Text section:
[start]
D. Navigation System

Link：D. Navigation System

Description

The map of Bertown can be represented as a set of n intersections, numbered from 1 to n and connected by m one-way roads. It is possible to move along the roads from any intersection to any other intersection. The length of some path from one intersection to another is the number of roads that one has to traverse along the path. The shortest path from one intersection v to another intersection u is the path that starts in v, ends in u and has the minimum length among all such paths.

Polycarp lives near the intersection s and works in a building near the intersection t. Every day he gets from s to t by car. Today he has chosen the following path to his workplace: $p_1$, $p_2$, ..., $p_k$, where $p_1 = s$, $p_k = t$, and all other elements of this sequence are the intermediate intersections, listed in the order Polycarp arrived at them. Polycarp never arrived at the same intersection twice, so all elements of this sequence are pairwise distinct. Note that you know Polycarp's path beforehand (it is fixed), and it is not necessarily one of the shortest paths from s to t.
[end]
(Position identification items)
[start]
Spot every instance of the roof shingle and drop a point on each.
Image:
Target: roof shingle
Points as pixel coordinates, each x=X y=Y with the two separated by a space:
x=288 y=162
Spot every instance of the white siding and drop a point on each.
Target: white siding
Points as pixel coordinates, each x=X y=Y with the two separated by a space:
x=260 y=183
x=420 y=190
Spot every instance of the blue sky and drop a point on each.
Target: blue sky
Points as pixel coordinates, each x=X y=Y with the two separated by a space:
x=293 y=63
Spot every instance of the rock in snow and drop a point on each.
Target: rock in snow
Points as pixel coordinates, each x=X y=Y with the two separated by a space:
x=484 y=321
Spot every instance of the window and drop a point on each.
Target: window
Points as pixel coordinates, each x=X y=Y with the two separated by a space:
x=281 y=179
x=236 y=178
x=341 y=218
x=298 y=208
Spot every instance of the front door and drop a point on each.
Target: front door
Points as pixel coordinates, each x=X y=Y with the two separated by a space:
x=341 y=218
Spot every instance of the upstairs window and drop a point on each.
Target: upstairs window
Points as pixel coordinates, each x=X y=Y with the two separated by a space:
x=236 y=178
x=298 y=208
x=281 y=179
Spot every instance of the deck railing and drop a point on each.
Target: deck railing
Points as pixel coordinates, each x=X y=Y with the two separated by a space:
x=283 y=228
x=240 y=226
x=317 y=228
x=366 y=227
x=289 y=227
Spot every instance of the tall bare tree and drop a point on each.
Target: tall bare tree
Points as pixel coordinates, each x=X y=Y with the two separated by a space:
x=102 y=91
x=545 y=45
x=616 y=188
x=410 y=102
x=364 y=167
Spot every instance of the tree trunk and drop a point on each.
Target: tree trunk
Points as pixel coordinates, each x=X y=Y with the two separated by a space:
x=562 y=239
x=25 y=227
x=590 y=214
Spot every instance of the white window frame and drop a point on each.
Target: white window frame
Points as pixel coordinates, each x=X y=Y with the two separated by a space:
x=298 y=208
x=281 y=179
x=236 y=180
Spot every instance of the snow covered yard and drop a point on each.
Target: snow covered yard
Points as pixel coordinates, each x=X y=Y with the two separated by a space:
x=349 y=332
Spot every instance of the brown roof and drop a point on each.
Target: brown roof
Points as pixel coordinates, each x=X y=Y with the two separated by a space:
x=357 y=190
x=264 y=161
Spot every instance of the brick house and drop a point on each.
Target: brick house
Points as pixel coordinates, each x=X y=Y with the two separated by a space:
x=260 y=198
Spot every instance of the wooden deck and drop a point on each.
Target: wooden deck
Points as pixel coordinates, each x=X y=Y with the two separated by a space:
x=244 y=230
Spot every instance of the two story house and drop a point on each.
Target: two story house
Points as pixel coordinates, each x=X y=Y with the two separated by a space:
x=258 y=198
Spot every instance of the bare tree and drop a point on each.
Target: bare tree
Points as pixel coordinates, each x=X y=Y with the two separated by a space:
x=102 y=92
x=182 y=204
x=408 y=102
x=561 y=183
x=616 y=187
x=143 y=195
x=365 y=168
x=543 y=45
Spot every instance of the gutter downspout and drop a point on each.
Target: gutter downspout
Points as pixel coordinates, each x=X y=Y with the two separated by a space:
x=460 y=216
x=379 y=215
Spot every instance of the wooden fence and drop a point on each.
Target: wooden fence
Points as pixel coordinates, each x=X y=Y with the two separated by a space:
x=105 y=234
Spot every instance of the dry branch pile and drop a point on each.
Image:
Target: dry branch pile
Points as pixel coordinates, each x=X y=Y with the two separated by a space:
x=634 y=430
[end]
What is expected:
Swap "Bertown" for "Berville" in the navigation system problem above and write out that text again, starting with "Link：D. Navigation System" and going on through "all such paths.".

Complete output:
Link：D. Navigation System

Description

The map of Berville can be represented as a set of n intersections, numbered from 1 to n and connected by m one-way roads. It is possible to move along the roads from any intersection to any other intersection. The length of some path from one intersection to another is the number of roads that one has to traverse along the path. The shortest path from one intersection v to another intersection u is the path that starts in v, ends in u and has the minimum length among all such paths.